■ **Provided entries**
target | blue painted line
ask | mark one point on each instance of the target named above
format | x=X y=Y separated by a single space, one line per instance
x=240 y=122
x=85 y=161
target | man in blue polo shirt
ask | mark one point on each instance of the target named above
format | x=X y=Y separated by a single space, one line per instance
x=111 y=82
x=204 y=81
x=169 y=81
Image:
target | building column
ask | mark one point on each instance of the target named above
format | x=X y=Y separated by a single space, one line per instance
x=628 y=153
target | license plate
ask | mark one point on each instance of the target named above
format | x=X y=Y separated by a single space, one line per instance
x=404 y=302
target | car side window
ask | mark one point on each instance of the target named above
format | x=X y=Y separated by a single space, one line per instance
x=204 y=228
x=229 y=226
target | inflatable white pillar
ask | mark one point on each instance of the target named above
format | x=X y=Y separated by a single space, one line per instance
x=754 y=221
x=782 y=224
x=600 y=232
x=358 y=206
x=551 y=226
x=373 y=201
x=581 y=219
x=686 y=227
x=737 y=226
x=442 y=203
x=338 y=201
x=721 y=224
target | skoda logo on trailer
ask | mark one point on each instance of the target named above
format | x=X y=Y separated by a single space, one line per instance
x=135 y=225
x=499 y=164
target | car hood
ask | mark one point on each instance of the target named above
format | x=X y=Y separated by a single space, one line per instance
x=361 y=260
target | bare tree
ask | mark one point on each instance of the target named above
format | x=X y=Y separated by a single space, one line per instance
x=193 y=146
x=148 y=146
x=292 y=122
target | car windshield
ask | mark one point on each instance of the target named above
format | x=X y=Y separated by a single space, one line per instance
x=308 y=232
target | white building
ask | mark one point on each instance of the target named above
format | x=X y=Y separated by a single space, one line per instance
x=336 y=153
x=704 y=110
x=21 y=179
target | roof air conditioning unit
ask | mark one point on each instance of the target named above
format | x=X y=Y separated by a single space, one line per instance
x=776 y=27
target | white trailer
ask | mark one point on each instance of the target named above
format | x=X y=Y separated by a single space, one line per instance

■ **Exercise description**
Copy the records from the line with "target | car side window" up to and including the line with "x=292 y=122", requests and all, and shift every coordinate in the answers by adding 127 to it.

■ **Solution for this task**
target | car side window
ask | mark one point on each instance of the target named above
format | x=X y=Y separated by a single space, one line per instance
x=331 y=355
x=356 y=353
target | inflatable white pillar
ask | mark one point on each instance of the target named above
format | x=X y=Y separated by a single space, one line per instance
x=881 y=348
x=909 y=351
x=727 y=359
x=485 y=333
x=678 y=353
x=500 y=328
x=708 y=346
x=813 y=354
x=864 y=353
x=569 y=330
x=465 y=328
x=848 y=351
target | skoda logo on trailer
ask | mark one point on each instance of the target named above
format | x=X y=Y separated by a single space, one line per instance
x=262 y=352
x=626 y=291
target | car hood
ask | mark one point on each instance of the target named above
format | x=X y=Y separated by a single space, one line per instance
x=488 y=387
target | bare tree
ask | mark one point on each instance of the target named above
format | x=X y=Y separated by a single space, one line per instance
x=320 y=273
x=275 y=273
x=419 y=249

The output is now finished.